::: Information provided :::

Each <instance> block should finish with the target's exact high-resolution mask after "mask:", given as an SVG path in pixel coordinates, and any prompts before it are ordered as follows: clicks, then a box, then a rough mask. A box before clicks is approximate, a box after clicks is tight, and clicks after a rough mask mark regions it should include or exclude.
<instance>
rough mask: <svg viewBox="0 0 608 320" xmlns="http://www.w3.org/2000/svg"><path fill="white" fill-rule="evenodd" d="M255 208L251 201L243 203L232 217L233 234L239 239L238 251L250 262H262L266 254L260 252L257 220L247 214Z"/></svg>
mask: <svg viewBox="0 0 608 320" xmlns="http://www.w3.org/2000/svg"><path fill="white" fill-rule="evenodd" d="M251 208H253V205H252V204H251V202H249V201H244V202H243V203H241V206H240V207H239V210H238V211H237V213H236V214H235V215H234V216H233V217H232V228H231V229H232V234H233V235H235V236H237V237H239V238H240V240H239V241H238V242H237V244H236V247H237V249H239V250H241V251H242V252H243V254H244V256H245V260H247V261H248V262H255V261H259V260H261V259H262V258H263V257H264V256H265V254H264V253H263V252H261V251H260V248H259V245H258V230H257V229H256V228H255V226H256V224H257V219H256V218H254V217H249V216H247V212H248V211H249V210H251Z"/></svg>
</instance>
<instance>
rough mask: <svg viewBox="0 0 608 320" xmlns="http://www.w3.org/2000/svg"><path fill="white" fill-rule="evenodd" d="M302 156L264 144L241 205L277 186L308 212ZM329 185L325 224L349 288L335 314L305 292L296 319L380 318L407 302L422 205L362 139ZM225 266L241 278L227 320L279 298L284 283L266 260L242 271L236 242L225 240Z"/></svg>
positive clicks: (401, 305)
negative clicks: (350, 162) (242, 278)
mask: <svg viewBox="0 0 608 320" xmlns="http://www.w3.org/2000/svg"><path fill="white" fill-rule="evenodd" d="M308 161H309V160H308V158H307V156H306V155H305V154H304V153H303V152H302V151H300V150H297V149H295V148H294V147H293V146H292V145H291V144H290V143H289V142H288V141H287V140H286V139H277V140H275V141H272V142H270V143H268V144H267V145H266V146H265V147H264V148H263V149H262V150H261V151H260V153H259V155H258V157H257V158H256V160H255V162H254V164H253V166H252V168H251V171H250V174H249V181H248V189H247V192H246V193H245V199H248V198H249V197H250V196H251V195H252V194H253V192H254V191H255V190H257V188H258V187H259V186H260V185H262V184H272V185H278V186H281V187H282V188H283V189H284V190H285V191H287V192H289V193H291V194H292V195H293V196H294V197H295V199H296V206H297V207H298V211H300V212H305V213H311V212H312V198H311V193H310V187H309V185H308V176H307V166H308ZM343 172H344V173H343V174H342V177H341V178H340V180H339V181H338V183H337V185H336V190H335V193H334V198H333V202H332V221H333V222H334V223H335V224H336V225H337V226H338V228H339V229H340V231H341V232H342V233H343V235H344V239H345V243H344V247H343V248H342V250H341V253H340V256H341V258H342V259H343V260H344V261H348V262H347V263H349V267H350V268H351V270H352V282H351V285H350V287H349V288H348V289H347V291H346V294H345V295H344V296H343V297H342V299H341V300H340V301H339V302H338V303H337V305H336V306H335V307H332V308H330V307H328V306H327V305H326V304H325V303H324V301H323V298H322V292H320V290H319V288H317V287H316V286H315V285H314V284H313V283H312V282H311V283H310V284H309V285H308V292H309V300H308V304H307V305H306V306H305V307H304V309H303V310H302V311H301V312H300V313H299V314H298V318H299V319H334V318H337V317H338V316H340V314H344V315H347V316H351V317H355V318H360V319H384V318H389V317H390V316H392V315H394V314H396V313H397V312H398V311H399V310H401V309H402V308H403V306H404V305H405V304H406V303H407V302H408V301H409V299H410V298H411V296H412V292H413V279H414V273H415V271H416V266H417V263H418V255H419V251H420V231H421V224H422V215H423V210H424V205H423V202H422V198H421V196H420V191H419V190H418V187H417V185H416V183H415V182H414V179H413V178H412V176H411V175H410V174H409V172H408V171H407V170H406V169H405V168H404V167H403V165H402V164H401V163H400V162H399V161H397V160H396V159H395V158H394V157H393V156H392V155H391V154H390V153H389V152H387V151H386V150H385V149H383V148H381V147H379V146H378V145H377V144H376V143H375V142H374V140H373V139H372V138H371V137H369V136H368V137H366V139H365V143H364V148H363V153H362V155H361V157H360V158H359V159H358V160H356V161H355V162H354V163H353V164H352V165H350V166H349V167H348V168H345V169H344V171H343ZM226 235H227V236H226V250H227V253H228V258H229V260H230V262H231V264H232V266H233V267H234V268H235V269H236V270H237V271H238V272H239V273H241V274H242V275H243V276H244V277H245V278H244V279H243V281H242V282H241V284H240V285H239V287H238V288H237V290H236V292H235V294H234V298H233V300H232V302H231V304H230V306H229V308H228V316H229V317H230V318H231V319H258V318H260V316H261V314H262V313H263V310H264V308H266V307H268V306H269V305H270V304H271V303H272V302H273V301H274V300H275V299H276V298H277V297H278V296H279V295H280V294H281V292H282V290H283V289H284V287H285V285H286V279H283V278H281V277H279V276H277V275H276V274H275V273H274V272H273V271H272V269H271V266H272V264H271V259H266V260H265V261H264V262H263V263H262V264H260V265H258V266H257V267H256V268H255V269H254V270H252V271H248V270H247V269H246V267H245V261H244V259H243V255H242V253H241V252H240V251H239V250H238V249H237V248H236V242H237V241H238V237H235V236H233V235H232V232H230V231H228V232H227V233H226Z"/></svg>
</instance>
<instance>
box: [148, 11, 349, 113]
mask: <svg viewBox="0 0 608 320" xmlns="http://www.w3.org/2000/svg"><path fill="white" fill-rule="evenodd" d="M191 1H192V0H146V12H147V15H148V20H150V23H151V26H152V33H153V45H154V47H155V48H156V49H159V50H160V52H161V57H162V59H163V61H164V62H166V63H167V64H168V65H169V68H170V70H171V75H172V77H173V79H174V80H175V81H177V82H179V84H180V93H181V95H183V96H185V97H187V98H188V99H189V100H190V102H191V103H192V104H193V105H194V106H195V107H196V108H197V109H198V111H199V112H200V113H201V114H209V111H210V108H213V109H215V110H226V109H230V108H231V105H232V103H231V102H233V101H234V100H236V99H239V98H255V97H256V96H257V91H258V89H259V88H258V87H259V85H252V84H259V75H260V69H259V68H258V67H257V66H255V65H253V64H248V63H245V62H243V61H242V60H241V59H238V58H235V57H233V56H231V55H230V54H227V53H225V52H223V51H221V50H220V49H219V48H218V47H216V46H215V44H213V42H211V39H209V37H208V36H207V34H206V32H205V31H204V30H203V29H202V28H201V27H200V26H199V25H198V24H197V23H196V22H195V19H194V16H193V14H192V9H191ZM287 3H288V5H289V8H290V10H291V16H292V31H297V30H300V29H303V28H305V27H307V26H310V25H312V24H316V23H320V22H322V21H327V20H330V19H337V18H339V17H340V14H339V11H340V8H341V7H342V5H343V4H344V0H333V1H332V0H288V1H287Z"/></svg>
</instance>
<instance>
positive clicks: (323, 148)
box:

:::

Exercise brief: Note how many lines in the listing above contain the word "positive" and give only that number.

Your solution: 2